**Supplied material:**
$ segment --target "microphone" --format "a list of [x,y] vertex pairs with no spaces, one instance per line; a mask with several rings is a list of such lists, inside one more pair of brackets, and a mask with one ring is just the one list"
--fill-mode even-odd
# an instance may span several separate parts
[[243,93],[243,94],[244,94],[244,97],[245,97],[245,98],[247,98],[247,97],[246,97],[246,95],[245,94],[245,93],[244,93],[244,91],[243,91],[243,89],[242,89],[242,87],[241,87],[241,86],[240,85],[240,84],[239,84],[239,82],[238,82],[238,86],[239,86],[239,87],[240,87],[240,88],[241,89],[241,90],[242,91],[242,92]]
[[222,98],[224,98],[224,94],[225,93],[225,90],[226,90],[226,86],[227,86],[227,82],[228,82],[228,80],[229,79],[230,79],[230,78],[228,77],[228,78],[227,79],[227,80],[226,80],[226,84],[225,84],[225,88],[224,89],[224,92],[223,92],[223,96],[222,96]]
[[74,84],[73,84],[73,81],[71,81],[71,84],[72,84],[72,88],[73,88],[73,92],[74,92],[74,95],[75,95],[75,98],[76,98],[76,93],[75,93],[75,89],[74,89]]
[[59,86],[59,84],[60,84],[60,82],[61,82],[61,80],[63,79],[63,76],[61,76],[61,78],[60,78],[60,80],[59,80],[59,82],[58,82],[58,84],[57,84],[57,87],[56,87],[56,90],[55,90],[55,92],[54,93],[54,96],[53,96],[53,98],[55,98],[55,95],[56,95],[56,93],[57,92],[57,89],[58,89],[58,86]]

**Goal:** Number every line of the material above as a list, skipping any blank lines.

**Answer:**
1. $ segment --target "microphone" --format "a list of [x,y] vertex pairs with no spaces, one instance per line; a mask with several rings is a list of such lists, inside one more pair of brackets, and a mask with one ring is just the one list"
2. --fill-mode even-odd
3. # an instance may span several separate parts
4. [[243,93],[243,94],[244,94],[244,97],[245,97],[245,98],[247,98],[247,97],[246,97],[246,95],[245,94],[245,93],[244,93],[244,91],[243,91],[243,89],[242,89],[242,87],[241,87],[241,86],[240,85],[240,84],[239,84],[239,82],[238,82],[238,86],[239,86],[239,87],[240,87],[240,88],[241,89],[241,90],[242,91],[242,92]]
5. [[222,98],[224,98],[224,94],[225,93],[225,90],[226,90],[226,86],[227,86],[227,82],[228,82],[228,80],[229,79],[230,79],[230,78],[228,77],[228,78],[227,79],[227,80],[226,80],[226,84],[225,84],[225,88],[224,89],[224,92],[223,92],[223,96],[222,96]]
6. [[74,84],[73,84],[73,81],[71,81],[71,84],[72,84],[72,88],[73,88],[73,92],[74,92],[74,95],[75,95],[75,98],[76,98],[76,93],[75,93],[75,89],[74,89]]
7. [[59,86],[59,84],[60,84],[60,82],[61,82],[61,80],[63,79],[63,76],[61,76],[61,78],[60,78],[60,80],[59,80],[59,82],[58,82],[58,84],[57,84],[57,87],[56,87],[56,90],[55,90],[55,92],[54,93],[54,96],[53,96],[53,98],[55,98],[55,95],[56,95],[56,93],[57,92],[57,89],[58,89],[58,86]]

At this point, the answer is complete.